▶ _WORK TO BE COMPLETED_: Rewrite every line of the data from the line containing "Guideline: the keypoint for each instance of the vanity" through the end of the data, adding 17 to each number in the point coordinates and leaving all other lines unchanged.

Entries from a collection:
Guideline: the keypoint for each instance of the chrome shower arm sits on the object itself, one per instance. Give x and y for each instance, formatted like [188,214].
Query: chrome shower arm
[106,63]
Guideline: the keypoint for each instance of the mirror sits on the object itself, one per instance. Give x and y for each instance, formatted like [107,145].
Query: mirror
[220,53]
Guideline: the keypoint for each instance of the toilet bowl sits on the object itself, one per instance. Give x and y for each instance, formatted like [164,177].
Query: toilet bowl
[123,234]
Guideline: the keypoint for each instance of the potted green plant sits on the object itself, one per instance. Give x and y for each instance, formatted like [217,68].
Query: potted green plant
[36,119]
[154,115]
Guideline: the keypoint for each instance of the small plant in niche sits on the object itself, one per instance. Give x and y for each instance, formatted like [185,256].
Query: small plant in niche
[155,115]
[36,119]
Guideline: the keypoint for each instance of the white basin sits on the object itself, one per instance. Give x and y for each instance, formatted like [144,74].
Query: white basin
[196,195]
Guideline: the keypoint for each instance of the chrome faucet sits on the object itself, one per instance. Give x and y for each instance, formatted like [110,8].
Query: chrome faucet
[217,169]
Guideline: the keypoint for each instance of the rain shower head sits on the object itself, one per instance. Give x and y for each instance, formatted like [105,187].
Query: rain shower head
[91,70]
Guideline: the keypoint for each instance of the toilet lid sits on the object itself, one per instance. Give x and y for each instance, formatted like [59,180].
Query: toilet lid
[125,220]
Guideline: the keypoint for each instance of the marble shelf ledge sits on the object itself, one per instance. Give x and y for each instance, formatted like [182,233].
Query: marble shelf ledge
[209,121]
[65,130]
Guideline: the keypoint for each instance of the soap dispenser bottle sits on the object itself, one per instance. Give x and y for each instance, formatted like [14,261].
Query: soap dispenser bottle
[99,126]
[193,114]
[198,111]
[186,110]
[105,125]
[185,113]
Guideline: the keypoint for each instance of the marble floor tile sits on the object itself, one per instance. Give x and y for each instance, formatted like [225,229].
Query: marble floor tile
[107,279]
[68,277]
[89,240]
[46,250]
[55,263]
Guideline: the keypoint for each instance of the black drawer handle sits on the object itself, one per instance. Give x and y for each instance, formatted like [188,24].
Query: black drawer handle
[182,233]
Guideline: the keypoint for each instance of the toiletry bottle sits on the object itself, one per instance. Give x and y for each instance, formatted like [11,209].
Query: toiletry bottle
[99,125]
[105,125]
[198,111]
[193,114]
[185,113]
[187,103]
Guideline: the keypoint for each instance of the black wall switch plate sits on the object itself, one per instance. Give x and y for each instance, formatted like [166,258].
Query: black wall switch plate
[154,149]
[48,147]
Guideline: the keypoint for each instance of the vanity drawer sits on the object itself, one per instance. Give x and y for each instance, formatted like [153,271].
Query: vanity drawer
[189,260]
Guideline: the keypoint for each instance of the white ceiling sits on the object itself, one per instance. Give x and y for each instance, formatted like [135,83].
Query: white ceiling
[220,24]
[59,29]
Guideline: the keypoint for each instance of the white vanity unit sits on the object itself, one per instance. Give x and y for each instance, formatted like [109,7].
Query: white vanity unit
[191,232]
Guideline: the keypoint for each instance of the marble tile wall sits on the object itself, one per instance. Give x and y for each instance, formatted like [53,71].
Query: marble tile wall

▶ _COMPLETE RESPONSE_:
Guideline: the keypoint for each instance of the vanity drawer sits on the object itself, one per instance. Give x and y for each instance, formatted like [153,271].
Query: vanity drawer
[206,277]
Guideline: the keypoint for each instance of the white ceiling sits on the object itself, one per instance. Give x and y for each instance, formatted like [135,83].
Query: white ceiling
[237,41]
[76,46]
Guideline: the keypoint for each instance of the white vanity unit sits on the object itself, one per instance. Give x and y for each instance, formatted like [109,7].
Query: white vanity unit
[208,249]
Guideline: the keypoint for each instance of the marble tile wall sits on the object itself, one per instance. Give x and y for each instance, formatted like [53,71].
Query: marble tile wall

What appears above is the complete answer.